7. Madonna, Hard Candy
It's no secret that I like electronic music (see: entries 9, 6, and 1) which some may find alienating and/or cold, but if I had you giving credit to any of the other artists on this lists, here's where I might lose you: Her vocoding is insane, her lyrics are sometimes laughable, and her collaborations are completely unimaginative; still, with Hard Candy, Madonna has managed to synthesize whatever bastardized version of hip-hop she's been listening to lately, into a perfectly packaged little record. Clearly her best collaborative efforts on this album are with Pharrell (which is why they're nominated for a Grammy), but even a gruesome twosome like Timbaland and Justin Timerlake don't completely collapse under her weight. Or her thighs.

6. Hot Chip, Made in the Dark
I feel like Jan Brady every time anyone talk about Hot Chip: "Hot Chip, Hot Chip, Hot Chip!" But I suppose there's a reason that these boys have stuck around and have finally made some headway into mainstream markets. Even if their live show made me want to slaughter a few fans (read: I am intolerant of frat dudes who are into electronic music) I appreciate that they've got that special something that makes them crossover-able. And any band that appropriates Batman aesthetic for a video is a-okay to me.

5. Goldfrapp, Seventh Tree
How do I love Goldfrapp? Let me count the ways...
It's safe to say that there was NO WAY this wasn't going to be in my top ten, even if Seventh Tree isn't the revelation that was Supernature. But it really is a revelation in it's own way: It's serene, it's quiet, it can lull you to sleep almost instantaneously which is what I've used it for on more than one occasion. And then you have tracks like "Caravan Girl" that manage to be raucous and comforting all at the same time. Is it any wonder that I sometimes fall asleep to "Eat Yourself", but awake every morning to, I like dancing, at the disco...
============
Questions to answer ::
(a) From the album rankings, write out the part starting at "7. Madonna, Hard" and ending at "Or her thighs.", and swap "Hard Candy" for "Sweet Candy".
(b) According to the album rankings, why has the writer used Seventh Tree to fall asleep?
The listing after the album rankings has nothing to do with them.
============
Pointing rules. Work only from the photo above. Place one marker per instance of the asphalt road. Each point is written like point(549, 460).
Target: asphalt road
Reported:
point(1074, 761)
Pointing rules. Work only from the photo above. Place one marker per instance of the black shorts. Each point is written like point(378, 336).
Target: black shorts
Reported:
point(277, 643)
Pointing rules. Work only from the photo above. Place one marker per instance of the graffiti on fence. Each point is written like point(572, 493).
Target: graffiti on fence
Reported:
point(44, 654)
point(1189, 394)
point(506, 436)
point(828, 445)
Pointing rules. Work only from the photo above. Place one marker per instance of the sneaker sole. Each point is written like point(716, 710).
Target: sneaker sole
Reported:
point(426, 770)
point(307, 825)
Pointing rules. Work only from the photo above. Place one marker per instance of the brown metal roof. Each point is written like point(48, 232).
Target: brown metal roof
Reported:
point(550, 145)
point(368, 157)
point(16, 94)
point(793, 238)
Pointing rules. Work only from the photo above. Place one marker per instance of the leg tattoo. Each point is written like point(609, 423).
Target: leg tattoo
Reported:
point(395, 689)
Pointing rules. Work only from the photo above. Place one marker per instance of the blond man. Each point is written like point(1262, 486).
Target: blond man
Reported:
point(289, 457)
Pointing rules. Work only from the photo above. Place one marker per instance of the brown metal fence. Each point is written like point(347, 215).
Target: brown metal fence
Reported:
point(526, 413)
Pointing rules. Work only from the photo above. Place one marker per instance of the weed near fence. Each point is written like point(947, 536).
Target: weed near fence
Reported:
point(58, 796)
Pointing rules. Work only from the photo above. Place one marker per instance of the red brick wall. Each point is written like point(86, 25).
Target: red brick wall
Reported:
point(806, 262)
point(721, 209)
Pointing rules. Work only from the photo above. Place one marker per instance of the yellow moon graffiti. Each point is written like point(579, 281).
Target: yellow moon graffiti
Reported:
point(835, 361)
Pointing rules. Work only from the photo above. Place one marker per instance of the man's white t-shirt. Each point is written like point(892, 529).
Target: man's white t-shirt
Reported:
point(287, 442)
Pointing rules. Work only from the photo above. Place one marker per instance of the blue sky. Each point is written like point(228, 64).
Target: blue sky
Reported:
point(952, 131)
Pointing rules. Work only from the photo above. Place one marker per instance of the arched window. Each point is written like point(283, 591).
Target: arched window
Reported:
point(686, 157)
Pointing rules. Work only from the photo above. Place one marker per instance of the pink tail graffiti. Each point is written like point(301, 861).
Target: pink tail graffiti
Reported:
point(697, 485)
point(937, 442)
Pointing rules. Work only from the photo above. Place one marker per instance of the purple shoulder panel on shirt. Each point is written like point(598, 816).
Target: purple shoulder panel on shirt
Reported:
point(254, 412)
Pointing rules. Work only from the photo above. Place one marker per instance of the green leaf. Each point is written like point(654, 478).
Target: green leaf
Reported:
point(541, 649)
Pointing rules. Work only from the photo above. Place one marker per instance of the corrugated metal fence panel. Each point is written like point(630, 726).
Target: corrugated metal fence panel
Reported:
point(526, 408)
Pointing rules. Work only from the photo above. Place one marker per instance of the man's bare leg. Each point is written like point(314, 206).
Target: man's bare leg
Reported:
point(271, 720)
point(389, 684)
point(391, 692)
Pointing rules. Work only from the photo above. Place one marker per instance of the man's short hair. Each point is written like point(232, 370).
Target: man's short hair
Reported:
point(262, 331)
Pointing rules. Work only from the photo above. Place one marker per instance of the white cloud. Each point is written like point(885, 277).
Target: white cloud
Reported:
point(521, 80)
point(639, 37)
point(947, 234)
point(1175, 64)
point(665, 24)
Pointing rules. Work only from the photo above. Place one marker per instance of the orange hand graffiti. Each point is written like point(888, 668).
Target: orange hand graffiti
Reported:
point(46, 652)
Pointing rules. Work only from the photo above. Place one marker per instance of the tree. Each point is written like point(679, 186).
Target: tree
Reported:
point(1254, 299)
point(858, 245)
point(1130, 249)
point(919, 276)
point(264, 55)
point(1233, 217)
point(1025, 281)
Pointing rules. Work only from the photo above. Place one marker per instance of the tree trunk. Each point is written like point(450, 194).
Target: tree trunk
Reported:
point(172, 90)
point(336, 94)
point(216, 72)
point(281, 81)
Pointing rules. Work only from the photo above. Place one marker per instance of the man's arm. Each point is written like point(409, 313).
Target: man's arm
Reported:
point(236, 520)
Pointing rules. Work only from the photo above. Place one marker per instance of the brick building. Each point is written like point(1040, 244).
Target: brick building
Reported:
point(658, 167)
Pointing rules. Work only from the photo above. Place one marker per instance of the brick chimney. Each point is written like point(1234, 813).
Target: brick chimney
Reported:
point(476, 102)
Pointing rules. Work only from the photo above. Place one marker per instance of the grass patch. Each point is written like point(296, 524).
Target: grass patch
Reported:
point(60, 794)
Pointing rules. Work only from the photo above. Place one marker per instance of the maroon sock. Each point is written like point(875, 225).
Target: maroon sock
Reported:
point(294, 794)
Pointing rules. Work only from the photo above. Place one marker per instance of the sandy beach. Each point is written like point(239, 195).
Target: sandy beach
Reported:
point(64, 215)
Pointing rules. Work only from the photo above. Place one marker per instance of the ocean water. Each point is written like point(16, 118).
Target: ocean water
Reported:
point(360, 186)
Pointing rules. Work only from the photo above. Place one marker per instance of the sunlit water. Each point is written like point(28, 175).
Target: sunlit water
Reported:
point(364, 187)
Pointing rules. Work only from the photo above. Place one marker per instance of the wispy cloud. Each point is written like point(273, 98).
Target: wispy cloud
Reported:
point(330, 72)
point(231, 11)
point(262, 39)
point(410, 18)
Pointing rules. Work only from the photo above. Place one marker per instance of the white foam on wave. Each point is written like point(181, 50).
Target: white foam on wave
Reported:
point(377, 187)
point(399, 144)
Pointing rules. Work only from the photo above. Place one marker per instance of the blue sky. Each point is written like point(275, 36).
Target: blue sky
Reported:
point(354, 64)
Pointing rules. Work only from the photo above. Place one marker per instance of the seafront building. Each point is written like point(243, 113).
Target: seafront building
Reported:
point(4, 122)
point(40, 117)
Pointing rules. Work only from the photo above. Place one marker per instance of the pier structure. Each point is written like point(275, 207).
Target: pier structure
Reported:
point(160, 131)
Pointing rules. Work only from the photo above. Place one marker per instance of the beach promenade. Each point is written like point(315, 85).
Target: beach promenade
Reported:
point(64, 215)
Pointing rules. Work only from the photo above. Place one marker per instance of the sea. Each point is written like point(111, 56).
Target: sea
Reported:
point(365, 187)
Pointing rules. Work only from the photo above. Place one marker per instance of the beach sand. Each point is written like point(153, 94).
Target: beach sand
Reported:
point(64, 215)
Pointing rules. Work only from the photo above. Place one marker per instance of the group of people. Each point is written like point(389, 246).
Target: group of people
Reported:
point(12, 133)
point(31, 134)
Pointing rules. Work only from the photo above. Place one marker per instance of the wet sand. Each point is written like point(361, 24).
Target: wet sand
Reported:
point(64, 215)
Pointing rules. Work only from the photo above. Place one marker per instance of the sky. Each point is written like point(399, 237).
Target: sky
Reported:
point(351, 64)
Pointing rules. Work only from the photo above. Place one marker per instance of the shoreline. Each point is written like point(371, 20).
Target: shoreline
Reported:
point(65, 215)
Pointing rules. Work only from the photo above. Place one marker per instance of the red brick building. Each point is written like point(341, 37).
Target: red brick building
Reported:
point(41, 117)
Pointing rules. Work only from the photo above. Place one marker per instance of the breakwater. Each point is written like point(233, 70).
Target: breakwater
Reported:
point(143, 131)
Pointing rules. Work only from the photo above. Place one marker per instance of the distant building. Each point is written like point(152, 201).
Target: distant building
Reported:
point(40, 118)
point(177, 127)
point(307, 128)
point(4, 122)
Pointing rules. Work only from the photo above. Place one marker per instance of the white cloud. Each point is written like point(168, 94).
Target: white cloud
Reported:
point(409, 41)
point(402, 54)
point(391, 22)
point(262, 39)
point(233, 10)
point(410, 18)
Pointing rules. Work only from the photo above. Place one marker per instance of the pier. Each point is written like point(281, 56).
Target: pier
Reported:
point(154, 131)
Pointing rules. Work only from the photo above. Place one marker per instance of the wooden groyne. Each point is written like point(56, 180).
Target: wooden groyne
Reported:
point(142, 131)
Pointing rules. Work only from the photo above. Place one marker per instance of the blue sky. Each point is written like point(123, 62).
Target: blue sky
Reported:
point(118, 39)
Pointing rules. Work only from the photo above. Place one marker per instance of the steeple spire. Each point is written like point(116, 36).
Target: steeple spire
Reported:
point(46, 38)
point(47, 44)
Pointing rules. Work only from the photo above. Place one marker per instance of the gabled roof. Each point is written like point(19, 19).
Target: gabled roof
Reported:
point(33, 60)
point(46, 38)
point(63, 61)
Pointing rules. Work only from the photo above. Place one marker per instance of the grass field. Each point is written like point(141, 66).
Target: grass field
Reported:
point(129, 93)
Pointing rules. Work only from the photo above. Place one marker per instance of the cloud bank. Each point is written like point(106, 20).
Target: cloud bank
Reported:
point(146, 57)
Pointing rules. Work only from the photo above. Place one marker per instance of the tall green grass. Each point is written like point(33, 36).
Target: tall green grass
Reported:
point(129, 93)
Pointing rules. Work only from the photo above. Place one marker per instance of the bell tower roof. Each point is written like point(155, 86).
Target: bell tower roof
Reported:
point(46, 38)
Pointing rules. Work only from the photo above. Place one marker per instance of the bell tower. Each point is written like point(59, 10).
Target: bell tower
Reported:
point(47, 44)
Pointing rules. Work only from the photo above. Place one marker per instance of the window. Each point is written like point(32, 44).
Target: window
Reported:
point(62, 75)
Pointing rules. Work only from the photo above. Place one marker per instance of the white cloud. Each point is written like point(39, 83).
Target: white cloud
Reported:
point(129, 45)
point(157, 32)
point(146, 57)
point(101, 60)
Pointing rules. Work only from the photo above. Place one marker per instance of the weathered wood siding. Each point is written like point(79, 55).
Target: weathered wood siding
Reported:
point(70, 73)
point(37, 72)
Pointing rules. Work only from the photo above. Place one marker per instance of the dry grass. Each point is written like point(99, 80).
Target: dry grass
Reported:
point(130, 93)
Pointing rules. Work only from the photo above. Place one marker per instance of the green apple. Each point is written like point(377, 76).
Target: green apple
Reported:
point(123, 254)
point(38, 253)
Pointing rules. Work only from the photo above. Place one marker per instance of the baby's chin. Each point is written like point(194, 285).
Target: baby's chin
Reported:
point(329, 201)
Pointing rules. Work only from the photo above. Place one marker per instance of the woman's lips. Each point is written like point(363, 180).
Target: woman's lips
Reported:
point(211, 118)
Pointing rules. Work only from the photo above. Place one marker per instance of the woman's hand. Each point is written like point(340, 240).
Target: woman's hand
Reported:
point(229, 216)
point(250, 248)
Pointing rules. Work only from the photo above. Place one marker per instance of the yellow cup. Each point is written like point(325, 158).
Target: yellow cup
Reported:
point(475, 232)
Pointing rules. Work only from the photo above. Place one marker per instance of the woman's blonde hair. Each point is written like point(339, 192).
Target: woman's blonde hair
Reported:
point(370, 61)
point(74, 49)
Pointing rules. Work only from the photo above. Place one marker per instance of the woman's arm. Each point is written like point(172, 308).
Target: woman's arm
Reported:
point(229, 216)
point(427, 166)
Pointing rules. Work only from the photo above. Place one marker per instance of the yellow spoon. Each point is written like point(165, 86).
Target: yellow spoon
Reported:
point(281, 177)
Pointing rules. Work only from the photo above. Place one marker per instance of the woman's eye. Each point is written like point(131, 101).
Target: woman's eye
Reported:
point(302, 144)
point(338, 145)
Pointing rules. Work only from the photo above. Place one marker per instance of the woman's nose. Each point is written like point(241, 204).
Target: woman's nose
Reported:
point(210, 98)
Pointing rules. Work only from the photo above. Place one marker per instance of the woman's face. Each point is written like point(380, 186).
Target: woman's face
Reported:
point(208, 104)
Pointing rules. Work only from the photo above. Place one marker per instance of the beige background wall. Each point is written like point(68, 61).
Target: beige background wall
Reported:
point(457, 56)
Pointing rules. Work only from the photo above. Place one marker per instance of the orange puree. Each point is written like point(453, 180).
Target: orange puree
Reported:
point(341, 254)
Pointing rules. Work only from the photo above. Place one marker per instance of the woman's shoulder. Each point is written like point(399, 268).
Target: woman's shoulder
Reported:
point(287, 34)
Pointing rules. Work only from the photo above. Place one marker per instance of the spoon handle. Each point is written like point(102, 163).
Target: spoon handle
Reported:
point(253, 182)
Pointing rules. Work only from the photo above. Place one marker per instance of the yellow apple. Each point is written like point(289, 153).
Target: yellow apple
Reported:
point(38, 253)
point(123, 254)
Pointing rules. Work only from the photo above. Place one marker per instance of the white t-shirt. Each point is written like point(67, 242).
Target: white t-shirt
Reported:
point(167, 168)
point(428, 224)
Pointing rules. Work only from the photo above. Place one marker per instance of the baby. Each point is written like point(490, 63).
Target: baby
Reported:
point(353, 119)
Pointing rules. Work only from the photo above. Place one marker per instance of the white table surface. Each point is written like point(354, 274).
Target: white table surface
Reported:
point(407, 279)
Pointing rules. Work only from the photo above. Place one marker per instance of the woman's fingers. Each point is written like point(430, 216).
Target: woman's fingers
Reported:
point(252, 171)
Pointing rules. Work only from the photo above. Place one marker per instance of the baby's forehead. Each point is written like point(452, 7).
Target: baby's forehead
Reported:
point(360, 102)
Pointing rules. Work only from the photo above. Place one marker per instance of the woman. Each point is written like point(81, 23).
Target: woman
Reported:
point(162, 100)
============
Exercise results ::
(a)
7. Madonna, Sweet Candy
It's no secret that I like electronic music (see: entries 9, 6, and 1) which some may find alienating and/or cold, but if I had you giving credit to any of the other artists on this lists, here's where I might lose you: Her vocoding is insane, her lyrics are sometimes laughable, and her collaborations are completely unimaginative; still, with Sweet Candy, Madonna has managed to synthesize whatever bastardized version of hip-hop she's been listening to lately, into a perfectly packaged little record. Clearly her best collaborative efforts on this album are with Pharrell (which is why they're nominated for a Grammy), but even a gruesome twosome like Timbaland and Justin Timerlake don't completely collapse under her weight. Or her thighs.

(b) The album is serene and quiet, and it can lull you to sleep almost instantly. That is why the writer has used it for that more than once.